■ PROBLEM DESCRIPTION ■
Please retype, character for character, the portion of the entries below that runs from the line containing "Point to the hand." to the last line.
================
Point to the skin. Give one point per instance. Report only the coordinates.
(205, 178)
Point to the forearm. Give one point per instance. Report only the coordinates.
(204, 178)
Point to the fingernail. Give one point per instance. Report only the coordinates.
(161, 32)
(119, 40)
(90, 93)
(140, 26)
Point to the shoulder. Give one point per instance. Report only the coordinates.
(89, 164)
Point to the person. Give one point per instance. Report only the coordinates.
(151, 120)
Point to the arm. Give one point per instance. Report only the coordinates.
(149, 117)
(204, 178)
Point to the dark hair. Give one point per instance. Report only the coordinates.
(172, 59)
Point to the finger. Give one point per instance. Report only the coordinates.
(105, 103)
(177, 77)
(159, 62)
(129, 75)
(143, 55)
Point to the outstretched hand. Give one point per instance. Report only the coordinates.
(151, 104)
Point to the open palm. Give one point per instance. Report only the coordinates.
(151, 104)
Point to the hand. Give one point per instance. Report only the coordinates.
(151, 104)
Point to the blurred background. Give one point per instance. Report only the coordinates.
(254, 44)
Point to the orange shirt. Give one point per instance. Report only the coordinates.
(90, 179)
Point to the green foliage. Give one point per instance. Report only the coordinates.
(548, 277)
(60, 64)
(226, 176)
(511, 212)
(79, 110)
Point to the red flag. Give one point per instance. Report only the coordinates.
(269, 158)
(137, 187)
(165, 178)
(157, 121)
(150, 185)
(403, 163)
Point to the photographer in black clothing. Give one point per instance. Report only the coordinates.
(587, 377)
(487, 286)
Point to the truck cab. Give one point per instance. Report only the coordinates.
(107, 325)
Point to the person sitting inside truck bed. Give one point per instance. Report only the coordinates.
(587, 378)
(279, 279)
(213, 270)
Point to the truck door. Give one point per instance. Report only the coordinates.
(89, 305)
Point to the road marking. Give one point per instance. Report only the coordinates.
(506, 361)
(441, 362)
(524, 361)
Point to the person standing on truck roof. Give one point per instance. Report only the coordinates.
================
■ PROBLEM SOLUTION ■
Point to the hand. Give one point per instance. Report only the coordinates.
(151, 104)
Point to the blurred background. Give one point per instance. Report only the coordinates.
(254, 44)
Point to the orange shirt. Give one point per instance. Report only the coordinates.
(90, 179)
Point to the green foliage. Give one point per instance. Report only the coordinates.
(548, 277)
(60, 64)
(226, 176)
(511, 212)
(79, 110)
Point to the red flag. Give one point per instance. Report only the coordinates.
(269, 158)
(137, 187)
(165, 178)
(157, 121)
(150, 185)
(403, 163)
Point to the photographer in black clothing. Give one point per instance. Report only the coordinates.
(587, 377)
(487, 286)
Point to the truck cab. Give one point per instance. Report only the coordinates.
(107, 325)
Point to the person sitting inside truck bed. Give one point per instance. Report only the coordinates.
(587, 378)
(279, 279)
(213, 270)
Point to the truck door. Give one point per instance. Report only the coordinates.
(89, 305)
Point to the road marking. Give one point per instance. Report only the coordinates.
(506, 361)
(441, 362)
(524, 361)
Point to the person standing on truck roof. Give one point per instance. Report only the coordinates.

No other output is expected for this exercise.